┌─ Selected passage
I spent last night fretting over errors I noticed in the fencing at the new place – interesting how problems seem so much larger at 2am. Anyway, I didn’t sleep and then drove home to Grass Valley today (Yay, Internet!) so I’m a bit weary.
I thought this story (Thank you, Cherie) would be a nice balance from yesterday’s story.
Original story posted here.
Vietnam veteran Roberto Gonzalez’s final wish was granted Saturday when he was reunited with his beloved horses — Ringo and Sugar — outside of a Texas VA hospital.
Gonzalez, of Premont, Texas, who was shot and paralyzed during the war, was wheeled outside the front doors of Audie Murphy Veterans Hospital in San Antonio where he was greeted by the horses he had raised for decades, mySA.com reported.
Gonzalez, who was one of the hospital’s first patients when it opened in 1974, had asked his family to see his horses one last time. The family passed along the request to hospital staff who gladly obliged. Ringo and Sugar then made the 150-mile trip to the hospital to see him.
“Horses are his life,” his wife, Rosario Gonzalez, told KABB. “We’ve been training and raising horses for 30, 40 years.”
└─
Exercise instructions:
Extend the post about Roberto Gonzalez's reunion with his horses, starting after its final sentence.
┌─ Extracted entries
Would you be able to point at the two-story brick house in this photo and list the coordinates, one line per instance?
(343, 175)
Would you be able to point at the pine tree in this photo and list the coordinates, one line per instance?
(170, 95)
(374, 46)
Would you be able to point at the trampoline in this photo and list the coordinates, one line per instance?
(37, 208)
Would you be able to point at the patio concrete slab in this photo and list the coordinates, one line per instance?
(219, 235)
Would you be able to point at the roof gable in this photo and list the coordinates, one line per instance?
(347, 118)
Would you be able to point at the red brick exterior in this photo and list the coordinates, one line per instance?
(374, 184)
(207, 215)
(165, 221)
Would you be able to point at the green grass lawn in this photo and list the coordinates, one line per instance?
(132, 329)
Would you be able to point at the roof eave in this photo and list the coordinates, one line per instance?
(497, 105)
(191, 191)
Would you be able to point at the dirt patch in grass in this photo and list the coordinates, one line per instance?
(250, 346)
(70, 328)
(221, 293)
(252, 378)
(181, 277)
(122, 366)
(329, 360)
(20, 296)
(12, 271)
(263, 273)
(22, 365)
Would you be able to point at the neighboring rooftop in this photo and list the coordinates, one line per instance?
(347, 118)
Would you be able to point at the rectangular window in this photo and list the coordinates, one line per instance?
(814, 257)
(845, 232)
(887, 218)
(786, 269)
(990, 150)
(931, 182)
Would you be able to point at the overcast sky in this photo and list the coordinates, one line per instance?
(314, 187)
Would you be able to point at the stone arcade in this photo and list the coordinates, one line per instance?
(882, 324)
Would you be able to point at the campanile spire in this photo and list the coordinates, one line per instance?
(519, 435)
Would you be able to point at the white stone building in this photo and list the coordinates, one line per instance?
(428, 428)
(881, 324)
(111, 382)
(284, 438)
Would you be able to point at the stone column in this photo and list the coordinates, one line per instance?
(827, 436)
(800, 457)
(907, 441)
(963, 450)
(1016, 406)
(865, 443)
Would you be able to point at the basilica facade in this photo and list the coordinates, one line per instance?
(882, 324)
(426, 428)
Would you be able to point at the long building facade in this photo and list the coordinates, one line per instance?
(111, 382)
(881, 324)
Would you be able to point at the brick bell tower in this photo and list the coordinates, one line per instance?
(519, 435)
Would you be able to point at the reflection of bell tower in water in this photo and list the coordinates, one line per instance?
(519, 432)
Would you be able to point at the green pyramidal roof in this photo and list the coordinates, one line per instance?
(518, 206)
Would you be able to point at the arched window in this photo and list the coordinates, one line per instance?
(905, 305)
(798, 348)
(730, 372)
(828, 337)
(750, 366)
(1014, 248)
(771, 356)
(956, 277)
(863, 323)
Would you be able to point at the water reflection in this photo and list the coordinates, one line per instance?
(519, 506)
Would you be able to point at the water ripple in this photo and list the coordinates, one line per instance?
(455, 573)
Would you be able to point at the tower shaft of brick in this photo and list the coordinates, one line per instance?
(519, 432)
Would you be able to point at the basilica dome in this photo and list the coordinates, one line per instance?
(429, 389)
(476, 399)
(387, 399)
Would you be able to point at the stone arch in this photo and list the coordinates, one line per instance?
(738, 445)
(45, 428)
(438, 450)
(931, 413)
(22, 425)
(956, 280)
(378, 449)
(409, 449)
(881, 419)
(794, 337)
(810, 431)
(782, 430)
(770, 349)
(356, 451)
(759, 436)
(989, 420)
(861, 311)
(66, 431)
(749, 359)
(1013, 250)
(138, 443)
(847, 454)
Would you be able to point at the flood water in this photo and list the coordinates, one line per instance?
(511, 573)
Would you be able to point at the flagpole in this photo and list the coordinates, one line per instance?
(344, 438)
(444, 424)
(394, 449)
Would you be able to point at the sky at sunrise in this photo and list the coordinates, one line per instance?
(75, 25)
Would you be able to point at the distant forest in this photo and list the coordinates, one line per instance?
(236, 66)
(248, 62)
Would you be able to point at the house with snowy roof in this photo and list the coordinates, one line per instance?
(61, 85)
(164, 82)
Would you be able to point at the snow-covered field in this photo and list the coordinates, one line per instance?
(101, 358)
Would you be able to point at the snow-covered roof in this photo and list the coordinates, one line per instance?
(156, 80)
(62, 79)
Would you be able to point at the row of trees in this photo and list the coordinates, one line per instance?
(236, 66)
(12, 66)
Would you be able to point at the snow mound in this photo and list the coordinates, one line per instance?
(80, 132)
└─
Response to this exercise:
The South Texas Veterans Health Care System posted a photo of the meeting on its Facebook page on Sunday, calling Gonzalez a great American and identifying him as one of the first patients at the hospital.
“A heartfelt Thank you, to all at Audie L. Murphy V A Hospital,” Rosario Gonzalez posted in response. “A special thank you to the spinal cord staff, all of you became a part of our family.
“The care you have been giving my husband and to me goes above and beyond,” she wrote. “You are our angels God Bless you all.”
Gonzalez reportedly learned that his kidneys and liver were failing when he recently visited the hospital for a back wound.
“He never let his injuries slow him down. He loved horses, he loved cattle, he loved ranching and farming. He was proud to serve his country,” Rosario Gonzalez told ABC affiliate KSAT.
Gonzalez’s May 21 visit with the horses came 46 years to the day after he was wounded in Vietnam. His wife told local media stations that her husband was one of the only licensed, handicapped horse trainers in Texas.
“When the horse came up to him he actually opened his eyes. They came up to him and I think they were actually kissing him,” Gonzalez told News4SA.com.